◆ **Partes do exercício**
**1.** No texto sobre as obras no Solar dos Presuntos, quantos apartamentos vai passar a haver?
**2.** Por favor, explique porque vai ser criada uma nova porta no edifício ao lado, segundo o texto sobre as obras no Solar dos Presuntos.

◆ **Texto fornecido**
┄┄┄┄┄┄┄┄┄┄

Caminhando por entre paredes descascadas, andaimes e tubagens, vemos o herdeiro deste monumento gastronómico a mostrar aquilo que serão os novos cantos da casa: “Visualmente a entrada principal não vai mexer. Nos dois prédios temos essa porta mas vamos criar uma outra, no edifício ao lado, porque o nosso objetivo não é ser só um negócio de restauração mas também vamos ter quartos, quatro apartamentos”, conta. Esta alteração, explica Pedro, fundamenta-se com uma outra valência que o Solar dos Presuntos vai passar a ter: “estamos a fazer um género de academia não só para chefs portugueses mas também para chefs internacionais apreenderem um bocado daquilo que é a nossa cozinha; fazer aqui um intercâmbio cultural. Assim, em vez de os metermos em grandes hotéis da cidade conseguimos tê-los alojados já aqui, onde ficarão comodamente instalados e com todas as condições.”
O objetivo dessa zona de “academia” não será o de uma escola propriamente dita mas mais um espaço multifunções: “se quiseres fazer uma apresentação sobre serviço de sala podes fazê-lo aqui. Se quiseres apresentar um vinho ou um azeite podes fazê-lo também. Teremos condições para teres um chef a cozinhar, por exemplo”. Sendo a cozinha portuguesa um dos maiores estandartes do país, Pedro quer aproveitar isso até para proporcionar uma espécie de aulas a clientes estrangeiros que queiram saber mais: “Imagina que tens um grupo de estrangeiros que vem a Portugal e quer aprender como se faz um arroz de cabidela. Podemos organizar uma aula disso aqui — algo que não há noutros sítios. Ensinamos-te a fazer e depois comes.”
As zonas de refeição vão naturalmente aumentar mas as que já existem não vão sofrer grandes transformações (uma das maiores será a adaptação do tal ar condicionado especial a todas as áreas). Será adicionada uma sala “onde o cliente só é visto à entrada, a partir daí nunca mais aparece, o serviço é feito pelo interior da sala e não há abertura de portas, ninguém sabe quem é que está lá dentro”, característica importante tendo em conta a quantidade de famosos, nacionais e internacionais, que aqui vêm provar o melhor de Portugal. Outra grande mudança será na garrafeira.

┄┄┄┄┄┄┄┄┄┄

(Dados de indicação por expressões referenciais)
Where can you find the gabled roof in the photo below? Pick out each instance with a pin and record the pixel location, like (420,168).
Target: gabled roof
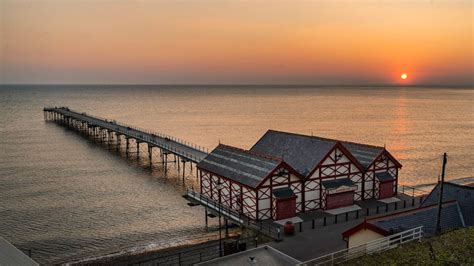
(451,218)
(384,176)
(335,183)
(245,167)
(283,193)
(305,152)
(365,154)
(301,152)
(464,195)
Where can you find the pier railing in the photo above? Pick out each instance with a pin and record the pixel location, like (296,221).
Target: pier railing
(374,246)
(201,253)
(268,228)
(159,134)
(140,134)
(412,191)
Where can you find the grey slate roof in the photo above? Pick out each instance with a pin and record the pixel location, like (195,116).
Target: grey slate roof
(335,183)
(304,152)
(451,218)
(464,195)
(238,165)
(283,193)
(384,176)
(301,152)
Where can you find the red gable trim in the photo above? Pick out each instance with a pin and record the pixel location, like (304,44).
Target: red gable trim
(390,156)
(284,165)
(367,226)
(344,151)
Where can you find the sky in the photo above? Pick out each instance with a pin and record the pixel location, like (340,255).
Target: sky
(351,42)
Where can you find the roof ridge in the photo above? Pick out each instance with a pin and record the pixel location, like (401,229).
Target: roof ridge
(323,138)
(449,202)
(261,155)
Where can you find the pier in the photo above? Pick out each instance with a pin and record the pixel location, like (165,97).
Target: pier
(115,133)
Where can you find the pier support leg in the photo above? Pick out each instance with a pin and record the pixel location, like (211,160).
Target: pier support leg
(138,150)
(226,228)
(118,142)
(184,169)
(150,152)
(128,144)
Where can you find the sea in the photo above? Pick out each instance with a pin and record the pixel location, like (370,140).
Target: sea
(65,198)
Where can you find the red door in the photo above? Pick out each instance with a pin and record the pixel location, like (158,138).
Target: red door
(338,200)
(286,208)
(385,190)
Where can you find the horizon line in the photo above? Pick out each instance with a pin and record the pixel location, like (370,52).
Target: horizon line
(239,85)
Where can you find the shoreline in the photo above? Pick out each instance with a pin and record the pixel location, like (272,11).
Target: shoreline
(132,256)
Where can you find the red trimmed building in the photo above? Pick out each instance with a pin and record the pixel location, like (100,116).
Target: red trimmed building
(285,169)
(258,186)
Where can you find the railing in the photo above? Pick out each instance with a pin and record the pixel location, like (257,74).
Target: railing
(377,245)
(412,191)
(267,228)
(193,255)
(140,133)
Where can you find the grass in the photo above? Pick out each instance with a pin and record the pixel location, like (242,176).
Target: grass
(451,248)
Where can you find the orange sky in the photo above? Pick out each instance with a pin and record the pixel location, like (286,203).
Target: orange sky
(304,42)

┄┄┄┄┄┄┄┄┄┄

◆ **Resultados por ordem**
**1.** Quatro apartamentos.

**2.** A nova porta é necessária porque o objetivo não é ser só um negócio de restauração: o espaço vai também ter quartos, em quatro apartamentos. Estes servem a academia para chefs portugueses e internacionais, que assim ficam alojados no próprio Solar dos Presuntos em vez de em grandes hotéis da cidade.